* **EXTRACTED MATERIAL**
>>>
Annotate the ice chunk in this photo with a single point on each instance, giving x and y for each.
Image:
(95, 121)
<<<
>>>
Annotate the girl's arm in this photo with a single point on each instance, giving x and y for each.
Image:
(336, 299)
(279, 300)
<<<
* **TASK TO CARRY OUT**
Each line above holding the word "this" counts; reply with how many there are, only the number.

* **FINISHED EXERCISE**
2